(Data listing)
********************

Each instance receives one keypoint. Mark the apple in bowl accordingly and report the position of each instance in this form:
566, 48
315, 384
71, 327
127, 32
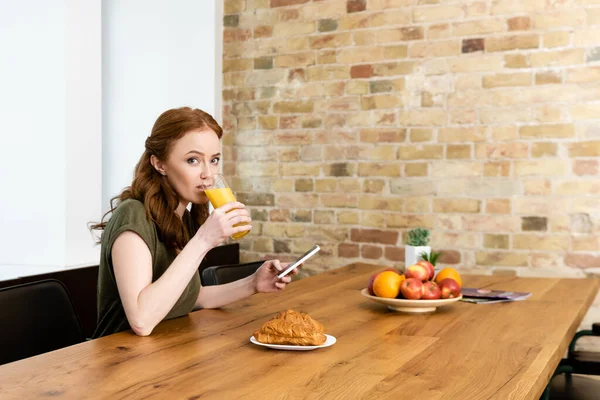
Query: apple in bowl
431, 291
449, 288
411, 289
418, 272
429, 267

********************

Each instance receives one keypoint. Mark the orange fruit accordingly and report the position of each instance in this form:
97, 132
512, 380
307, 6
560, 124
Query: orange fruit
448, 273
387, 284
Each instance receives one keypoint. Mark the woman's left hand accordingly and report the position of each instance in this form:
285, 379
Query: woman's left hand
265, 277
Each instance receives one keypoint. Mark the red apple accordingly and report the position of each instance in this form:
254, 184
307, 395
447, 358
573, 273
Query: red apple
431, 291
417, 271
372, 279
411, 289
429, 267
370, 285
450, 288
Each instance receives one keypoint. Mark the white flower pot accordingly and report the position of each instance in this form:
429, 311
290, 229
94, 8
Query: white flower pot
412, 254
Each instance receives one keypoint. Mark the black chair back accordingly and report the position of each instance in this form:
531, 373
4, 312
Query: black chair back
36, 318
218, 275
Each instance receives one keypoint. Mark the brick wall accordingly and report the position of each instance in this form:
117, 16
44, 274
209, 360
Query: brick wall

********************

▶ Work to be completed
Can you transcribe the stretch of the material above from the line containing "Each instance receives one keypoint. Mark the black" through the line containing "Query: brick wall", both included, with nothing changed?

▶ Full solution
Each instance receives one keypoint. Mark the black chair back accordingly and report the position of each instance in this form:
531, 373
4, 312
Query: black chair back
36, 318
218, 275
Each instance receives one keypoint. Mark the brick wall accordingly and report the position of each instance in this form:
117, 16
44, 274
209, 360
Query: brick wall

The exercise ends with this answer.